***** 抜粋 *****

JpGU-AGU Joint Meeting 2017

講演情報

[JJ] 口頭発表

セッション記号 G (教育・アウトリーチ) » 教育・アウトリーチ

[G-02] [JJ] 災害を乗り越えるための「総合的防災教育」

2017年5月20日(土) 15:30 〜 17:00 コンベンションホールA (国際会議場 2F)

コンビーナ:中井 仁(小淵沢総合研究施設)、宮嶋 敏(埼玉県立熊谷高等学校)、根本 泰雄(桜美林大学自然科学系)、小森 次郎(帝京平成大学)、座長:中井 仁(小淵沢総合研究施設)、座長:宮嶋 敏(埼玉県立熊谷高等学校)

16:30 〜 16:45

[G02-05] 地域資源を活用した鉄道防災教育プログラムの一考察 -JRきのくに線「鉄学」の取り組みから―

*西川 一弘1此松 昌彦1 (1.和歌山大学)

キーワード:鉄道防災教育、地域学習、JRきのくに線

1、報告の目的
 今後発生が懸念されている東海・東南海・南海地震等の海溝型地震による津波では、人的被害だけではなく、鉄道などの交通インフラにも甚大な被害が及ぶと想定されている。紀伊半島の沿岸部を走るJRきのくに線においても、南海地震発生から津波到達までの時間が厳しい中で、高台等の避難場所に乗客を迅速に避難することが必要である。

*****

= 課題 =
**A)** 鉄道防災教育の抜粋によると、G02-05の講演は何時から何時までか。
**B)** 次の(i)〜(iii)が鉄道防災教育の抜粋と合うかどうか、それぞれ「はい」か「いいえ」で答え、判断の決め手となる抜粋中の語句を引用せよ。
(i) このセッションはコンベンションホールAで行われた。
(ii) G02-05の発表者の所属は桜美林大学である。
(iii) 海溝型地震による津波の被害は、人的被害に限られると想定されている。
**C)** 鉄道防災教育の抜粋を、最後の文の後から書き継いでください。

***** データ行 *****

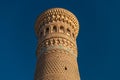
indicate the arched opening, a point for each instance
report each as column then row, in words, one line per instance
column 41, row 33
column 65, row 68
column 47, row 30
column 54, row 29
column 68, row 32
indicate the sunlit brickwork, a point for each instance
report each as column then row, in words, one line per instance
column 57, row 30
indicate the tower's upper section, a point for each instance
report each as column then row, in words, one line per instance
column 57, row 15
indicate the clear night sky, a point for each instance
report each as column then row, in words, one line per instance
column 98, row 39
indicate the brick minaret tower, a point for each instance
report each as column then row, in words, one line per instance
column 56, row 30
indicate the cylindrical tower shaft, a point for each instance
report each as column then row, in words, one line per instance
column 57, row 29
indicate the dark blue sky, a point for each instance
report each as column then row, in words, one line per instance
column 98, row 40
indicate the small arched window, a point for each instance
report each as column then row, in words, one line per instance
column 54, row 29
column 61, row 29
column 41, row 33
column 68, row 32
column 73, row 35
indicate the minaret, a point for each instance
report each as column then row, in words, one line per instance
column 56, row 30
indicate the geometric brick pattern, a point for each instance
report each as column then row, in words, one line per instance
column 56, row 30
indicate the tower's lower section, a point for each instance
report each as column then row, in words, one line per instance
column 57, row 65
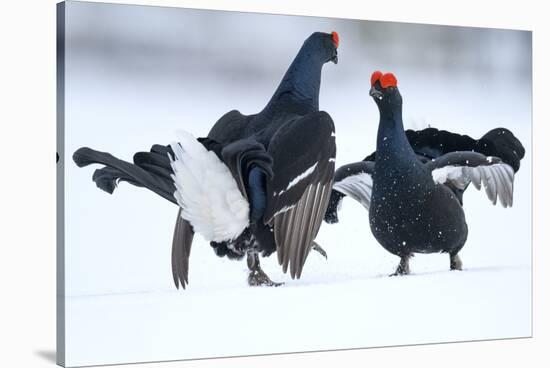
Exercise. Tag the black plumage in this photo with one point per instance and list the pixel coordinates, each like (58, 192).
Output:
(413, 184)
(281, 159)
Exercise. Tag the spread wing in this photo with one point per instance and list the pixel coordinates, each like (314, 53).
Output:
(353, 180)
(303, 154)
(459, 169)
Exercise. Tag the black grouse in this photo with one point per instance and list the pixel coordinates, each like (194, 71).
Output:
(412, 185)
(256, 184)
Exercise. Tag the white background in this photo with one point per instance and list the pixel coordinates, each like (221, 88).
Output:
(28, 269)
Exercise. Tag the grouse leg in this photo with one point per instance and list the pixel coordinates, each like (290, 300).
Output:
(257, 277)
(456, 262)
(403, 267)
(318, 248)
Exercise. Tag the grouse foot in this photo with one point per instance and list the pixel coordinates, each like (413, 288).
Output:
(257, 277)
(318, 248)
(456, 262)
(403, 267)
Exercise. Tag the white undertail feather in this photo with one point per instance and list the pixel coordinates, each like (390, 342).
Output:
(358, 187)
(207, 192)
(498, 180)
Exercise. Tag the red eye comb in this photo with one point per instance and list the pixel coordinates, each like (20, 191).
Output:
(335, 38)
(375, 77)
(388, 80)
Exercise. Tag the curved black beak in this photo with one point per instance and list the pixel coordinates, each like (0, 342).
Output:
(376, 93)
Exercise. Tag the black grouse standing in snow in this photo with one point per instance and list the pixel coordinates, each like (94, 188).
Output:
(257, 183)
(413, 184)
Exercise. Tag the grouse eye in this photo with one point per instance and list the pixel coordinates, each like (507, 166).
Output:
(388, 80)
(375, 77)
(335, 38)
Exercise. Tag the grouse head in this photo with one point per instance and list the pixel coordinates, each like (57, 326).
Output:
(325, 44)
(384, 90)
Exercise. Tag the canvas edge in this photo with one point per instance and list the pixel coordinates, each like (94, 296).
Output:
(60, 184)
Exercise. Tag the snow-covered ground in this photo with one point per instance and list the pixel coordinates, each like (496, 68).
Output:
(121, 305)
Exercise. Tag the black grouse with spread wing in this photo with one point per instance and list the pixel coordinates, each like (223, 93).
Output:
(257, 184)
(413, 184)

*****
***** データ行 *****

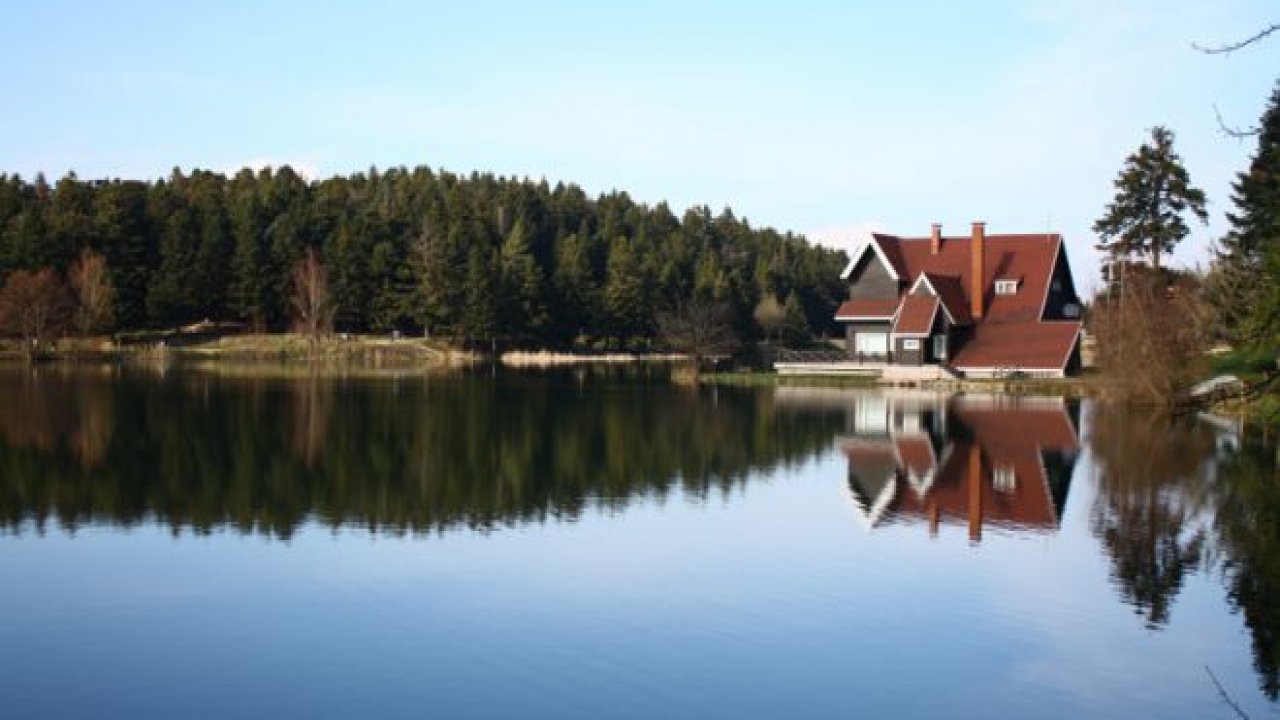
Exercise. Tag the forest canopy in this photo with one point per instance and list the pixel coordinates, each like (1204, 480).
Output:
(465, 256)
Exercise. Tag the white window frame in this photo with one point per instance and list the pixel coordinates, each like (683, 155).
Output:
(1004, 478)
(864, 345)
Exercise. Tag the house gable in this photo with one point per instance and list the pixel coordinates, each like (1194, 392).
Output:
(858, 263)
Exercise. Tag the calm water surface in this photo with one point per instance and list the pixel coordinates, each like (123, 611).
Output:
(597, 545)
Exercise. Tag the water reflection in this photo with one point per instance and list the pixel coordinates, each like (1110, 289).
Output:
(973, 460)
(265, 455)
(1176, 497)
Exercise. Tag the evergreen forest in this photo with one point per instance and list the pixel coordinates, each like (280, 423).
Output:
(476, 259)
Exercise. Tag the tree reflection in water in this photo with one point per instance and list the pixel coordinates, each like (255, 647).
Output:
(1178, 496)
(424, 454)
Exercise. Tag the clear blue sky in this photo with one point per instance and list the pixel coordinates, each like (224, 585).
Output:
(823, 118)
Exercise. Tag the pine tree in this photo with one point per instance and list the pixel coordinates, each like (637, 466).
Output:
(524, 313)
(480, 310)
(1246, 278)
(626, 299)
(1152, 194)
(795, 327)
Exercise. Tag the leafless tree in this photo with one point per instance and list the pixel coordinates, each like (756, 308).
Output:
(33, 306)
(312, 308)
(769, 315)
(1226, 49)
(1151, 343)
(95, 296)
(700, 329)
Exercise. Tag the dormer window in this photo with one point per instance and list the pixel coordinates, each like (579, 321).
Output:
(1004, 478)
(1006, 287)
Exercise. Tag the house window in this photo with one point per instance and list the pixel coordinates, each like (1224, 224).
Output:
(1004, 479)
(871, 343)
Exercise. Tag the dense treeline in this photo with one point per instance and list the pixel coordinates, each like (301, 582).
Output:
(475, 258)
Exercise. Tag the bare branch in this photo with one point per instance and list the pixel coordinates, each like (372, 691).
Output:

*****
***** データ行 *****

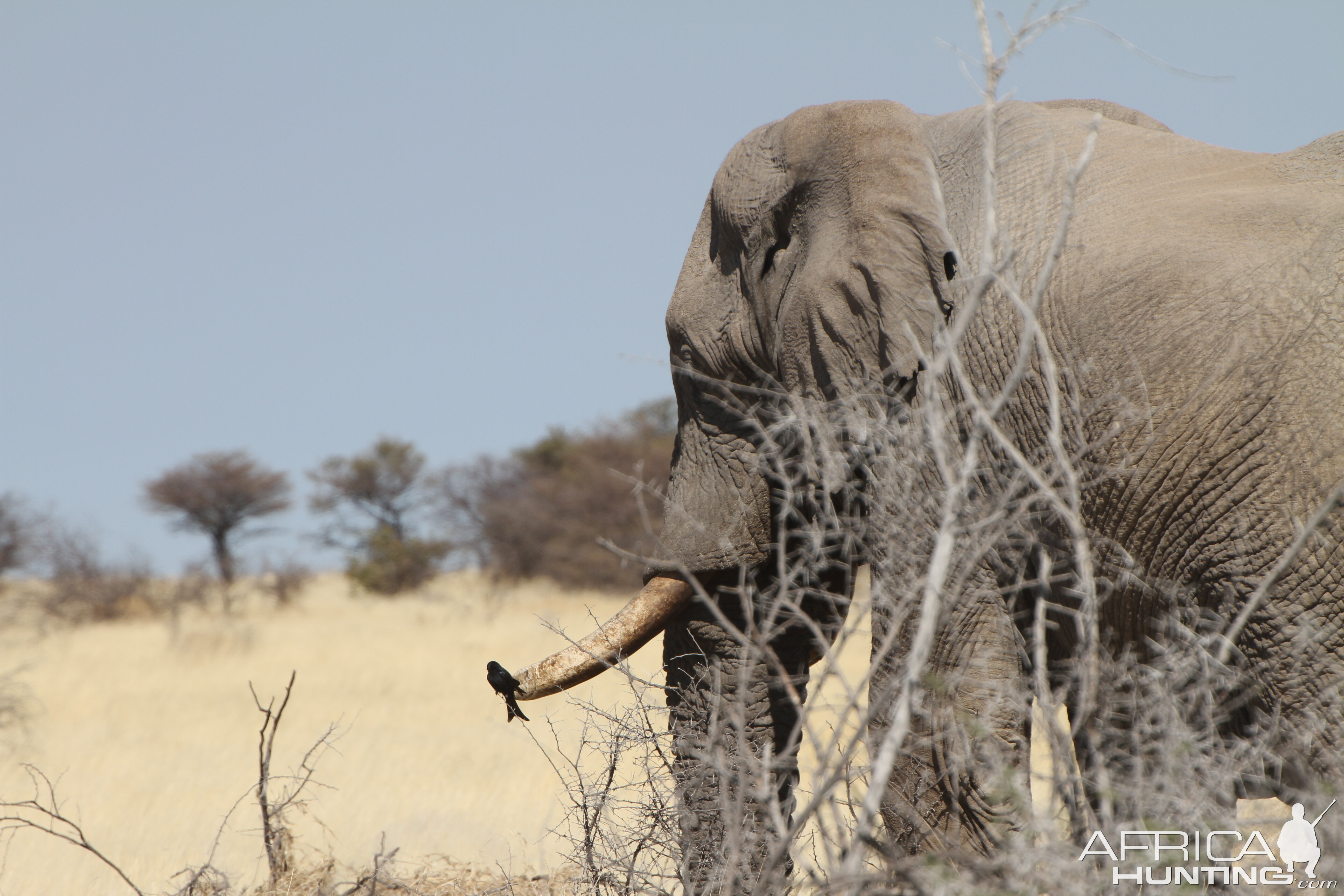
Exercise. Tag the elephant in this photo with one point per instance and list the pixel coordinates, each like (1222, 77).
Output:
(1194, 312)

*****

= 回答 =
**A)** 16:30から16:45まで。

**B)**
(i) はい。「コンベンションホールA (国際会議場 2F)」
(ii) いいえ。「(1.和歌山大学)」
(iii) いいえ。「人的被害だけではなく、鉄道などの交通インフラにも甚大な被害が及ぶと想定されている」

**C)**
JR西日本和歌山支社では2009年から同線において津波避難訓練を行っている。2013年からは地域と連携する実践的な訓練も行われているが、「訓練」の機会だけで列車から避難方法を習得し、率先避難者になる乗客を大きく拡げていくことは厳しいと考えられる。
 そこで「防災と言わない防災」の視座のもと,地域資源を学びながら鉄道での避難方法をも学ぶプログラムとして「鉃學」を開発し、試行を行った。本発表ではこの「鉃學」の取り組みの背景、および試行の成果をまとめるとともに、今後の鉄道防災教育へのあり方を示すことを目的としたい。

2、鉄道防災教育・地域学習列車「鉃學」とは
 JR きのくに線では当該沿線の高校や地域住民・団体と連携した先駆的な実践的避難訓練を展開している。車両からの避難方法としては、当時は危険視されていた「飛び降り」による避難を導入し、現在では主要な避難方法として乗客へ積極的に周知している。しかし,実車を用いた訓練は継続的に展開されているが、回数を増やすためにはダイヤや安全要員の配置等の制約が存在する。「非常時には訓練以上のことはできない」と言われる中、実際の訓練機会を保証することが求められる。
 また,訓練に参加する層はいわゆる「防災意識が高い人」や「防災に対して関心を持つ人」が多く,その広がりに欠けるという課題がある。地域の防災文化を醸成させ率先避難者の層を拡大するためには「防災に対して意識や関心が低い人」に対してのアプローチが必要である。このアプローチでは、直接的な防災教育の展開ではなく「防災と言わない防災」という視座が重要であり、この観点をさまざまな取り組みや事業に埋め込むことが必要である。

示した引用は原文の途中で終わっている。